Reproduce every record exactly.

[[ DATA SUPPLIED open ]]

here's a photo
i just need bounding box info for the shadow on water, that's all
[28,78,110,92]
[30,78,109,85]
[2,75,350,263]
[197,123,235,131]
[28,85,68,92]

[[ DATA SUPPLIED closed ]]

[THE ANSWER]:
here's a photo
i just need bounding box info for the shadow on water, that's all
[28,78,110,92]
[30,78,109,85]
[2,75,350,263]
[197,123,235,131]
[28,85,68,92]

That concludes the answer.